*EXERCISE OBJECTIVE*.
From the worked heat-conduction problem, answer:
1. What is the junction temperature before the rods are interchanged?
2. What relation between K_Q and K_P does Case 1 arrive at?
3. What junction temperature does Case 2 find?

*TEXT SHOWN*.
▼

Question

The two rods shown in figure (28-E6) have identical geometrical dimensions. They are in contact with two heat baths at temperatures 100°C and 0°C. The temperature of the junction is 70°C. Find the temperature of the junction if the rods are interchanged.

Answer 1

As the rods are connected in series, the rate of flow of heat will be same in both the cases.

Case 1:
Rate of flow of heat is given by
$\frac{dQ}{dt}=\frac{KA∆T}{l}$
Rate of heat flow in rod P will be same as that in rod Q.

$$\begin{gathered} \therefore \frac{K_{\mathrm{p}}\mathit{\times }A\mathit{\times }\left(100-70\right)}{l}=\frac{K_{\mathrm{Q}}\times A\times \left(70-0\right)}{l} \\ \Rightarrow 30K_{\mathrm{P}}\mathit{}=70K_{\mathrm{Q}} \\ \Rightarrow K_{\mathrm{Q}}=\frac{3}{7}{K}_{\mathrm{P}}......\left(\mathrm{i}\right) \end{gathered}$$

Case 2:
Again, the rate of flow of heat will be same in rod P and Q.

$$\begin{gathered} \therefore \frac{K_{\mathrm{Q}}\times A\times \left(100-\mathrm{T}\right)}{l}=\frac{K_{\mathrm{P}}\times A\times \left(\mathrm{T}-0\right)}{l} \\ 100K_{\mathrm{Q}}-K_{\mathrm{Q}}\mathrm{T}=K_{\mathrm{P}}\mathrm{T} \\ 100K_{\mathrm{Q}}-K_{\mathrm{Q}}T=\frac{70}{30}{K}_{\mathrm{Q}}T[\mathrm{using}(\mathrm{i}\left)\right] \\ 100-T=\frac{7}{3}T \\ 100=\frac{10}{3}T \\ \Rightarrow T=30°\mathrm{C} \end{gathered}$$

▲

*DATASET EXTRACT*.
▼

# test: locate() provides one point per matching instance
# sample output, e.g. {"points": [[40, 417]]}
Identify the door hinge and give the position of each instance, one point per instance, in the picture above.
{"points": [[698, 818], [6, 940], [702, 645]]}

▲

*SOLUTION*.
1. 70°C
2. K_Q = (3/7)K_P
3. 30°C